• [WHAT IS BEING ASKED] Exact copies of the records below are needed, free of pictures.

• [MATERIAL PROVIDED]

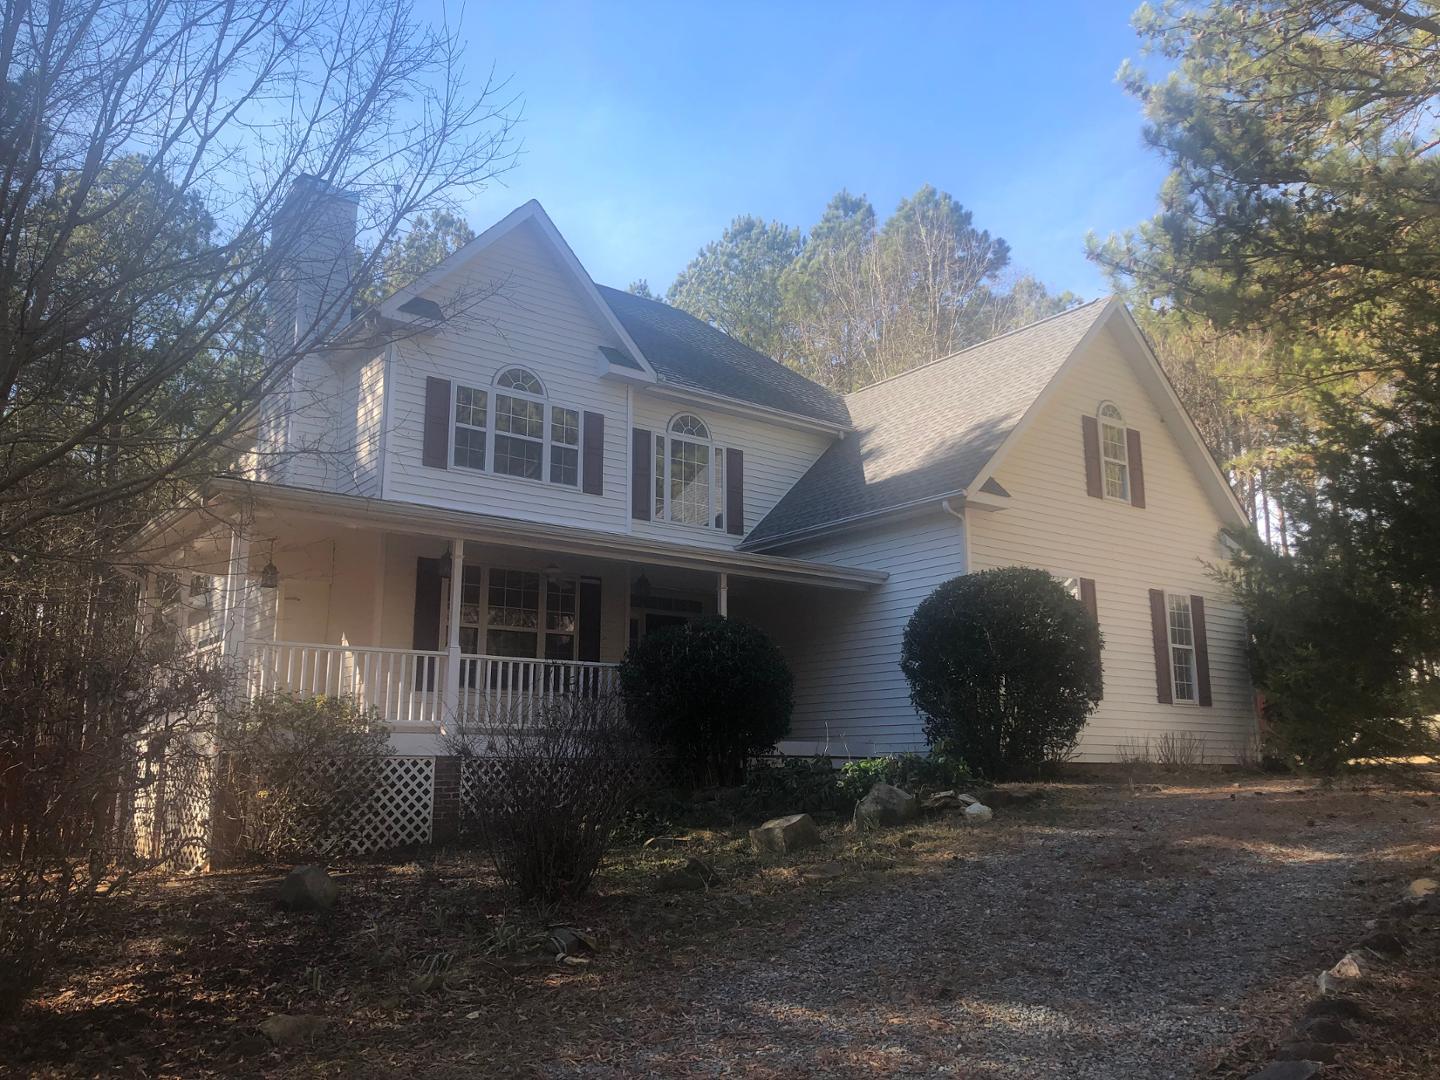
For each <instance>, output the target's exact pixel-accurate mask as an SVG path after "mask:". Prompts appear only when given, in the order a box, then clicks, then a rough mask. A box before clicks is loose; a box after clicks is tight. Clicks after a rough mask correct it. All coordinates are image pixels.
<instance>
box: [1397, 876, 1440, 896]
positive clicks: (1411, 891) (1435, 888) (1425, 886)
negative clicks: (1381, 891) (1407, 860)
mask: <svg viewBox="0 0 1440 1080" xmlns="http://www.w3.org/2000/svg"><path fill="white" fill-rule="evenodd" d="M1436 890H1440V881H1436V880H1434V878H1433V877H1417V878H1416V880H1414V881H1411V883H1410V884H1408V886H1405V896H1407V897H1408V899H1411V900H1424V899H1426V897H1427V896H1430V894H1431V893H1434V891H1436Z"/></svg>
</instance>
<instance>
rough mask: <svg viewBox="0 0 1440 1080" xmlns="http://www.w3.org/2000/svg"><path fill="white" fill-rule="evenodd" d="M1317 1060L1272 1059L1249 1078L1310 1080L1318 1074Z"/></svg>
mask: <svg viewBox="0 0 1440 1080" xmlns="http://www.w3.org/2000/svg"><path fill="white" fill-rule="evenodd" d="M1322 1067H1323V1066H1320V1063H1319V1061H1272V1063H1270V1064H1267V1066H1266V1067H1264V1068H1261V1070H1260V1071H1259V1073H1253V1074H1251V1076H1250V1080H1310V1077H1312V1076H1319V1074H1320V1068H1322Z"/></svg>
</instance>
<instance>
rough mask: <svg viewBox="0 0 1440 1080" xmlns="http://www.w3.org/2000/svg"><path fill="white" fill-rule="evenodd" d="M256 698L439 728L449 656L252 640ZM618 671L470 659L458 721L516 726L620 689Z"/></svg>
mask: <svg viewBox="0 0 1440 1080" xmlns="http://www.w3.org/2000/svg"><path fill="white" fill-rule="evenodd" d="M246 655H248V670H249V690H251V694H252V696H253V694H264V693H274V691H279V693H291V694H324V696H327V697H341V696H344V697H353V698H356V701H357V703H359V704H360V706H361V707H366V708H374V710H377V711H379V713H380V716H382V717H383V719H384V720H386V721H387V723H392V724H416V726H431V727H439V726H441V724H442V723H444V721H445V719H446V708H445V698H446V693H445V691H446V675H448V674H449V655H448V654H446V652H425V651H418V649H390V648H370V647H360V645H315V644H311V642H304V641H251V642H249V644H248V645H246ZM616 668H618V665H616V664H598V662H588V661H569V660H516V658H510V657H469V655H462V657H461V661H459V678H458V687H456V693H455V714H456V716H458V717H459V719H461V720H462V721H464V723H467V724H480V726H482V727H497V729H504V727H517V726H520V724H524V723H527V721H531V720H534V719H537V717H540V716H541V714H543V711H544V707H546V704H547V703H549V701H553V700H556V698H559V697H562V696H580V697H600V696H603V694H608V693H611V691H613V690H616V688H618V685H619V680H618V675H616Z"/></svg>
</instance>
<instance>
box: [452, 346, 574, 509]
mask: <svg viewBox="0 0 1440 1080" xmlns="http://www.w3.org/2000/svg"><path fill="white" fill-rule="evenodd" d="M491 393H492V395H494V397H491ZM454 442H455V451H454V461H455V465H456V467H458V468H469V469H481V471H484V469H485V468H490V471H491V472H497V474H500V475H505V477H523V478H526V480H546V478H547V477H549V480H550V482H552V484H562V485H564V487H572V488H573V487H579V484H580V413H579V410H577V409H566V408H562V406H559V405H550V403H549V400H547V399H546V392H544V384H543V383H541V382H540V379H539V377H536V374H534V373H533V372H528V370H526V369H524V367H507V369H505V370H504V372H501V373H500V376H498V377H497V379H495V386H494V390H492V392H488V390H480V389H475V387H472V386H456V387H455V441H454Z"/></svg>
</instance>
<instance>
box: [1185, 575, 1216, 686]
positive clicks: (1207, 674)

• [TASK SOLUTION]
For each <instance>, output the target's exact pixel-accurate mask as an SVG path after "mask:". Prompts appear only when given, in the order a box, then clicks, then a rough mask. A box before clicks is loose; a box after clicks is tight. Clicks after a rough mask correct it. All coordinates are image pixels.
<instance>
box: [1397, 876, 1440, 896]
positive clicks: (1411, 891) (1435, 888) (1425, 886)
negative clicks: (1381, 891) (1407, 860)
mask: <svg viewBox="0 0 1440 1080" xmlns="http://www.w3.org/2000/svg"><path fill="white" fill-rule="evenodd" d="M1436 890H1440V881H1436V880H1434V878H1433V877H1417V878H1416V880H1414V881H1411V883H1410V884H1408V886H1405V896H1407V897H1408V899H1411V900H1424V899H1426V897H1427V896H1430V894H1431V893H1434V891H1436Z"/></svg>
</instance>
<instance>
rough mask: <svg viewBox="0 0 1440 1080" xmlns="http://www.w3.org/2000/svg"><path fill="white" fill-rule="evenodd" d="M1317 1060L1272 1059L1249 1078L1310 1080L1318 1074Z"/></svg>
mask: <svg viewBox="0 0 1440 1080" xmlns="http://www.w3.org/2000/svg"><path fill="white" fill-rule="evenodd" d="M1322 1067H1323V1066H1320V1063H1319V1061H1272V1063H1270V1064H1267V1066H1266V1067H1264V1068H1261V1070H1260V1071H1259V1073H1253V1074H1251V1076H1250V1080H1310V1077H1312V1076H1319V1074H1320V1068H1322Z"/></svg>
</instance>
<instance>
rough mask: <svg viewBox="0 0 1440 1080" xmlns="http://www.w3.org/2000/svg"><path fill="white" fill-rule="evenodd" d="M256 698L439 728L449 656L252 640ZM618 671L470 659L458 721L516 726L620 689Z"/></svg>
mask: <svg viewBox="0 0 1440 1080" xmlns="http://www.w3.org/2000/svg"><path fill="white" fill-rule="evenodd" d="M246 655H248V670H249V690H251V694H252V696H253V694H264V693H274V691H279V693H291V694H324V696H327V697H341V696H344V697H353V698H356V701H357V703H359V704H360V706H361V707H366V708H374V710H377V711H379V713H380V716H382V717H383V719H384V720H386V721H387V723H392V724H416V726H431V727H439V726H441V724H442V723H444V721H445V719H446V708H445V698H446V693H445V691H446V675H448V674H449V655H448V654H446V652H425V651H418V649H390V648H370V647H360V645H315V644H311V642H304V641H251V642H249V644H248V645H246ZM616 668H618V665H616V664H598V662H588V661H569V660H516V658H510V657H469V655H462V657H461V661H459V678H458V687H456V693H455V714H456V716H458V717H459V719H461V720H462V721H464V723H467V724H480V726H482V727H497V729H504V727H517V726H520V724H524V723H527V721H531V720H534V719H537V717H540V716H541V714H543V711H544V707H546V704H547V703H549V701H553V700H556V698H559V697H562V696H580V697H600V696H603V694H608V693H611V691H613V690H616V688H618V685H619V680H618V675H616Z"/></svg>
</instance>
<instance>
box: [452, 346, 574, 509]
mask: <svg viewBox="0 0 1440 1080" xmlns="http://www.w3.org/2000/svg"><path fill="white" fill-rule="evenodd" d="M491 393H492V395H494V397H491ZM454 442H455V451H454V461H455V465H456V467H458V468H469V469H481V471H484V469H485V468H490V471H491V472H497V474H500V475H505V477H523V478H526V480H546V478H547V477H549V480H550V482H552V484H562V485H564V487H572V488H573V487H579V484H580V413H579V410H577V409H566V408H562V406H559V405H550V403H549V400H547V399H546V392H544V384H543V383H541V382H540V379H539V377H536V374H534V373H533V372H528V370H526V369H524V367H507V369H505V370H504V372H501V373H500V376H498V377H497V379H495V386H494V390H492V392H488V390H480V389H475V387H472V386H456V387H455V441H454Z"/></svg>
</instance>
<instance>
box: [1185, 575, 1216, 686]
positive clicks: (1207, 674)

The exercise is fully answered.